What you have to do
Collect each line of the records below that contains the string "bracket". Treat uppercase and lowercase letters as different.

(Entries drawn from a collection)
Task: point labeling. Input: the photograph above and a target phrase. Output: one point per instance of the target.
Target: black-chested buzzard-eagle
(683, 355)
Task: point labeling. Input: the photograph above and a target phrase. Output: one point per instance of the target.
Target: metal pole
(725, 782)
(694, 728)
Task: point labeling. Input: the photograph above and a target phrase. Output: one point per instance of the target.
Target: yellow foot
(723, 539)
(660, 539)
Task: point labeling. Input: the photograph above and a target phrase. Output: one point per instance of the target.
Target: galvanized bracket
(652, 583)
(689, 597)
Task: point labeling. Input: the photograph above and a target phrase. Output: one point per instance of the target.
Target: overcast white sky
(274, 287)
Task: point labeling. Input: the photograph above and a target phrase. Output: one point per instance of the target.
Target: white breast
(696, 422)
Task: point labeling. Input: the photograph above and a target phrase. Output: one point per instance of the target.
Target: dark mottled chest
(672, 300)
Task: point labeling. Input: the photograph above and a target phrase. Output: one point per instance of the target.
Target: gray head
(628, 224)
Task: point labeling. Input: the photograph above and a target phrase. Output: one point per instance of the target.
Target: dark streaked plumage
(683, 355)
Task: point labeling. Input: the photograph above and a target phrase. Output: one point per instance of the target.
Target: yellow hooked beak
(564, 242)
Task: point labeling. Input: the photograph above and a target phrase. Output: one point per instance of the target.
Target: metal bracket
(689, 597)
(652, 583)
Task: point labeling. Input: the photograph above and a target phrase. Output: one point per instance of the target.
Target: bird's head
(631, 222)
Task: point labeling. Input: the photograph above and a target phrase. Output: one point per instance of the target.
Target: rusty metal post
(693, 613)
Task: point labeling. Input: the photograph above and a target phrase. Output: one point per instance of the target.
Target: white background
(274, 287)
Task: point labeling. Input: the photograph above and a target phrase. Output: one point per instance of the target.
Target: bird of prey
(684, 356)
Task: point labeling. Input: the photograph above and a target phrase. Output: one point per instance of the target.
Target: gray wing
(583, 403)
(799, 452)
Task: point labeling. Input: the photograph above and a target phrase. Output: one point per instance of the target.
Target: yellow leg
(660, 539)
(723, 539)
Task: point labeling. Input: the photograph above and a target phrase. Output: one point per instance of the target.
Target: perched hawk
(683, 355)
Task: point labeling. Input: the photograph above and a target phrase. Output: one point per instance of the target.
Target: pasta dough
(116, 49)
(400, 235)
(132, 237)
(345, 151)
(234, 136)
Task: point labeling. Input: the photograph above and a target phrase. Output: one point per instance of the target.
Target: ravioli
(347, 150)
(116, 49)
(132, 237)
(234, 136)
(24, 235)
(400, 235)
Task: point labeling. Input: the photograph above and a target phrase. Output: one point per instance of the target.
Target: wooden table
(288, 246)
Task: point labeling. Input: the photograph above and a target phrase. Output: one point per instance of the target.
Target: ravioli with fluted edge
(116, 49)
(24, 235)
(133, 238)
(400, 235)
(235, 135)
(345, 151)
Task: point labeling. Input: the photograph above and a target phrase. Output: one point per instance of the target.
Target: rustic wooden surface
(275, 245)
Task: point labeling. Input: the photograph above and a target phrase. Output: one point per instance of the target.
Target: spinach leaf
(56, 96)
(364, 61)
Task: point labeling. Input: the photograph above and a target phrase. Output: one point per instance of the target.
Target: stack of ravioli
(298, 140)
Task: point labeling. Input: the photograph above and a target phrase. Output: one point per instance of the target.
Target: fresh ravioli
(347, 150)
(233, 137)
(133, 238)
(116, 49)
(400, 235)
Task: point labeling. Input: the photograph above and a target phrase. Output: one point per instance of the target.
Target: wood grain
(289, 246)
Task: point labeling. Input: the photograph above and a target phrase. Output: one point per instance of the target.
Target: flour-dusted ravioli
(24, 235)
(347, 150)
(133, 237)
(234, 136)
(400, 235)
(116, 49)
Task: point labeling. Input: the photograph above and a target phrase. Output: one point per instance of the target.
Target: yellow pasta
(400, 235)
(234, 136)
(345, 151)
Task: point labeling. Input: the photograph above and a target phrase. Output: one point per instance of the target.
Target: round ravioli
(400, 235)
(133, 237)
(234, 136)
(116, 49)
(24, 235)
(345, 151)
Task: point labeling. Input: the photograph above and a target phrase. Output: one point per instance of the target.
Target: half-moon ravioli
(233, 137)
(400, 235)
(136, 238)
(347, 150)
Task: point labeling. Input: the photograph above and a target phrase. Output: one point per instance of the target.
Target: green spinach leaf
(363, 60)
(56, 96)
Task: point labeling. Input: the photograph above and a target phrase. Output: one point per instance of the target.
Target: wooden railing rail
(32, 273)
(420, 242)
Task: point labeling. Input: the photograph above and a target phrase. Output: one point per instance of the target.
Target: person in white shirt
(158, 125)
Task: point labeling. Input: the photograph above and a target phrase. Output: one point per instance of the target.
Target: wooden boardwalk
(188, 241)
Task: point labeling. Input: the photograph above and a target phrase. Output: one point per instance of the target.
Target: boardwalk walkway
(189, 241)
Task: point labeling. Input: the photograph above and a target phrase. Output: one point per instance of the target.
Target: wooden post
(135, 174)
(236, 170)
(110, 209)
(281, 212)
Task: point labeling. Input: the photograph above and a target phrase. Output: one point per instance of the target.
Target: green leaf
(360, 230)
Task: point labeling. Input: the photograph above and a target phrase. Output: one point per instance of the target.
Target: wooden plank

Written reply
Target: galvanized bracket
Target: metal bracket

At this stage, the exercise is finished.